*** Opening Data section ***

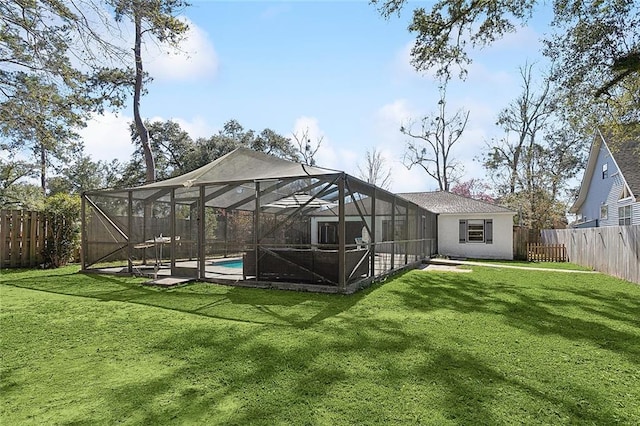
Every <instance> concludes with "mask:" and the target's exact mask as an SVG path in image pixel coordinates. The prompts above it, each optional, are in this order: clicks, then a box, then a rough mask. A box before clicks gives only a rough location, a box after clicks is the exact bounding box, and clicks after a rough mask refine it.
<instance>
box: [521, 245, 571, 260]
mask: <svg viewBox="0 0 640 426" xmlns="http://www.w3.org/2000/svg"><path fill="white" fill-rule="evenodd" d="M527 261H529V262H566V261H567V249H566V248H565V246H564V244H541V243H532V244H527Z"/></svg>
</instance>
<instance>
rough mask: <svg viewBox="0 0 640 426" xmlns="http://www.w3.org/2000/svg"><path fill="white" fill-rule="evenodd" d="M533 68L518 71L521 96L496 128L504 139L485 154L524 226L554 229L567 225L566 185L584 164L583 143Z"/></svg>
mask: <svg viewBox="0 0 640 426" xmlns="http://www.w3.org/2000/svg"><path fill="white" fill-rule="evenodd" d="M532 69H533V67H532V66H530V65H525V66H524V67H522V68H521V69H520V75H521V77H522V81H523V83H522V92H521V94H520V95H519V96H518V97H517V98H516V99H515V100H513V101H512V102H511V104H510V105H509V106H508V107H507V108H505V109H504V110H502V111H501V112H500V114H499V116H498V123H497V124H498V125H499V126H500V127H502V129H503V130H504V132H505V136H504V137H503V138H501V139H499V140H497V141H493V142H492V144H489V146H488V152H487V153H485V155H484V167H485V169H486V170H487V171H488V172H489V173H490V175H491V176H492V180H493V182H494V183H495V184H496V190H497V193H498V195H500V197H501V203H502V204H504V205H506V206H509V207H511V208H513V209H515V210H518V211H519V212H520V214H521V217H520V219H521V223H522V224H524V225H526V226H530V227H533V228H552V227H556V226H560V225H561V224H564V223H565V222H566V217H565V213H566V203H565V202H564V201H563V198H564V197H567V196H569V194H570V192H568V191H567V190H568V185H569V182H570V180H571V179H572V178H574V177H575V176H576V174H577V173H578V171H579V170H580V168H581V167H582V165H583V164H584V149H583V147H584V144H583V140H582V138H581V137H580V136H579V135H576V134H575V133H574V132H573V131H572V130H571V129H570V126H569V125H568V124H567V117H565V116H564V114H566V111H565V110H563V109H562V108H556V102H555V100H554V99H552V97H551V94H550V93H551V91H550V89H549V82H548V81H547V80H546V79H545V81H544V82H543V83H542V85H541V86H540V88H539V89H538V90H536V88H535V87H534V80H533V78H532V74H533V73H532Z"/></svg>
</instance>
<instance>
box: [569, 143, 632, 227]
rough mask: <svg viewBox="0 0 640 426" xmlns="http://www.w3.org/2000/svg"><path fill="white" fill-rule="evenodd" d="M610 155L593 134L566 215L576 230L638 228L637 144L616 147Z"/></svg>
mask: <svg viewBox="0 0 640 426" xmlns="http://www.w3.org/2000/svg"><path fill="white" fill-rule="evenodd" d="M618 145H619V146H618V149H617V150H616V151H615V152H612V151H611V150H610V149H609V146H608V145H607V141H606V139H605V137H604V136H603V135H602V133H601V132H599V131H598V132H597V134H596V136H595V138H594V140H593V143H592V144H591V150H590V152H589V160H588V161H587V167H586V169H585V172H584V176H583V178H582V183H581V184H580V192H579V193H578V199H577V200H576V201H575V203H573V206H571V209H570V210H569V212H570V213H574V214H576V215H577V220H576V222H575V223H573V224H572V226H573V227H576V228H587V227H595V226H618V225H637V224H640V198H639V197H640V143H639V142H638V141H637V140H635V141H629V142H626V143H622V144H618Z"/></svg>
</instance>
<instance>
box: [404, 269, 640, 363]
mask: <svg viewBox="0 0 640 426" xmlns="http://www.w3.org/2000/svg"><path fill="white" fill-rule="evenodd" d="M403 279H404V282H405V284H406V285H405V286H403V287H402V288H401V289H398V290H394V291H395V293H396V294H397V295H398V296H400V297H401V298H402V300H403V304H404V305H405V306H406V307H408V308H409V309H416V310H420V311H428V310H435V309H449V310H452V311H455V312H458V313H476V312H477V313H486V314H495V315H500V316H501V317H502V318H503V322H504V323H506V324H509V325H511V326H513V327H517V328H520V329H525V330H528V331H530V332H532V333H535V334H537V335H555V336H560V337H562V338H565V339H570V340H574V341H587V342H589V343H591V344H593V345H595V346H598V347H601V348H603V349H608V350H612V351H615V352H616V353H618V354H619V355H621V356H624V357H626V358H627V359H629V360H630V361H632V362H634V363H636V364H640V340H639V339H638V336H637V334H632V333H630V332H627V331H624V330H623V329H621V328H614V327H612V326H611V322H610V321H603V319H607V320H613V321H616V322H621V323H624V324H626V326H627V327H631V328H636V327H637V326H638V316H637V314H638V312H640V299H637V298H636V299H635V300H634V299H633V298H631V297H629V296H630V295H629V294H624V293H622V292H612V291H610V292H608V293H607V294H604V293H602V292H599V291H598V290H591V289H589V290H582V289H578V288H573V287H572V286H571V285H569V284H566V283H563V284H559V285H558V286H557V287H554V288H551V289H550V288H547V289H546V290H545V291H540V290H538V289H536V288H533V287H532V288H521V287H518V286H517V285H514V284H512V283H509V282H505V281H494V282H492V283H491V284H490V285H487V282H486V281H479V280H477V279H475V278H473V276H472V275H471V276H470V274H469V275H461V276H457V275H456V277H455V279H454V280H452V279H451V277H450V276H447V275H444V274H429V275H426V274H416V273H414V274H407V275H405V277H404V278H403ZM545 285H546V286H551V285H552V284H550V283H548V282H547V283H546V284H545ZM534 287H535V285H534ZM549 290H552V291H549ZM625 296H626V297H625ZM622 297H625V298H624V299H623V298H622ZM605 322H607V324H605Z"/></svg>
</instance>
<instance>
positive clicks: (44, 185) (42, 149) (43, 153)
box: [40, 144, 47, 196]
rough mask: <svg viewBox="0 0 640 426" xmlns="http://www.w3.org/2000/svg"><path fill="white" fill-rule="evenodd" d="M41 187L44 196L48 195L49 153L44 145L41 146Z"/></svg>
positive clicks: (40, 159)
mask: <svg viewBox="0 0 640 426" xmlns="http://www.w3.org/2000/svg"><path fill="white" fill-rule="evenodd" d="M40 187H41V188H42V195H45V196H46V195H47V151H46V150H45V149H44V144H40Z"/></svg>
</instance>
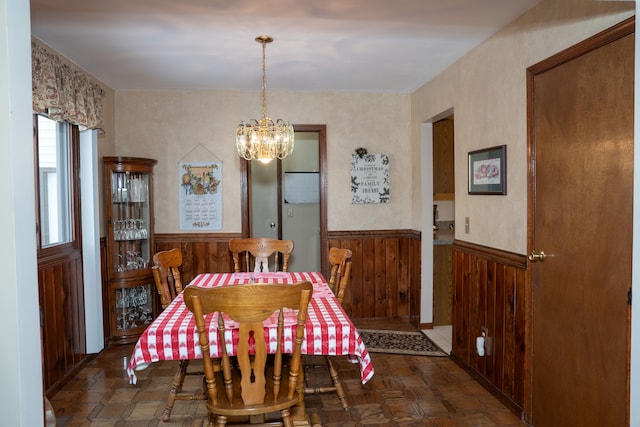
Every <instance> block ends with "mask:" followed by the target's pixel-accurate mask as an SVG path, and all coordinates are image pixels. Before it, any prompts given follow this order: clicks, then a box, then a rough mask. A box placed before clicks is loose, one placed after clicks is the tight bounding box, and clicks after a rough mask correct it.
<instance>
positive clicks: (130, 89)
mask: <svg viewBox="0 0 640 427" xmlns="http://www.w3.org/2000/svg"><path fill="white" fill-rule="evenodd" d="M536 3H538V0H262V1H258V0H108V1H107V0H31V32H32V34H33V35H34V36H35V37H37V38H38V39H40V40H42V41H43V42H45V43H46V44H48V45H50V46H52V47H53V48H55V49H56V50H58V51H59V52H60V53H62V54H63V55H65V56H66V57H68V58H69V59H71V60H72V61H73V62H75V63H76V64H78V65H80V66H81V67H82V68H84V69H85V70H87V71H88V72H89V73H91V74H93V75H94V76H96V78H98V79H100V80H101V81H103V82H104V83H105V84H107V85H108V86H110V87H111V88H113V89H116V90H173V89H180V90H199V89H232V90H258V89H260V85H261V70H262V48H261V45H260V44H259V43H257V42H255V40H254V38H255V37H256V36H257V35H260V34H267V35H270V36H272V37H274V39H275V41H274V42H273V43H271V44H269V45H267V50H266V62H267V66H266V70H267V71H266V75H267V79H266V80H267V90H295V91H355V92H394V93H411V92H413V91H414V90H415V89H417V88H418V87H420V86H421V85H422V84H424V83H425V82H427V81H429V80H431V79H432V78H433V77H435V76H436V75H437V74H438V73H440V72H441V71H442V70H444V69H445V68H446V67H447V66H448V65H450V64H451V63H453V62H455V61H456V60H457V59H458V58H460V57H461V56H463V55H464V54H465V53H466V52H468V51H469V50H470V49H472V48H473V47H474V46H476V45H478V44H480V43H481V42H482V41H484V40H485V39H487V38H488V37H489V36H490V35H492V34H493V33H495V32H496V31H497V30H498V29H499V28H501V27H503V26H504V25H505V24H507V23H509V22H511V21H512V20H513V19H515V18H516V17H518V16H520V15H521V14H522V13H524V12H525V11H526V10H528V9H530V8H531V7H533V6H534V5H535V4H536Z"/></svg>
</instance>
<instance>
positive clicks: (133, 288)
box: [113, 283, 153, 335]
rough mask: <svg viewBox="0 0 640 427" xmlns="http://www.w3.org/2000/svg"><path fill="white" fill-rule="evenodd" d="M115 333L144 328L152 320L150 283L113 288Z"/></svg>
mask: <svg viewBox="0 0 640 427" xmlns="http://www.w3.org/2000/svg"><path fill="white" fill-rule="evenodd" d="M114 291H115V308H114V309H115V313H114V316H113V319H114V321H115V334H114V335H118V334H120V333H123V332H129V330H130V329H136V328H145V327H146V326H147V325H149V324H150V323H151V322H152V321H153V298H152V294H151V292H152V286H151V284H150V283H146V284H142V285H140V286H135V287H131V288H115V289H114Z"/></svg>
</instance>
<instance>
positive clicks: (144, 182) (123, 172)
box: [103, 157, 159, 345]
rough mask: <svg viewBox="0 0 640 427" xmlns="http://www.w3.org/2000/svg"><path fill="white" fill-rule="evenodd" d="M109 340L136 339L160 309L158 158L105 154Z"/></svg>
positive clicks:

*** Closing Data section ***

Required action
The lines to return are those in the entries above that include "before".

The answer
Every <instance> concludes with "mask:" and the target's exact mask as an SVG path in image pixel coordinates. The prompts above it, each optional, are in this order: clicks, then a box, then a rough mask. A box before clicks gives only a rough location, a box after clicks is the exact bounding box, and clicks after a rough mask refine it.
Every <instance> block ends with "mask:" followed by the target's pixel-accurate mask as an SVG path, and all coordinates are image pixels. Before it, any prompts given follow this order: clicks, then a box, then a rough mask. A box placed before clicks is loose, one placed after clicks is the tight bounding box, and clicks after a rough mask correct it.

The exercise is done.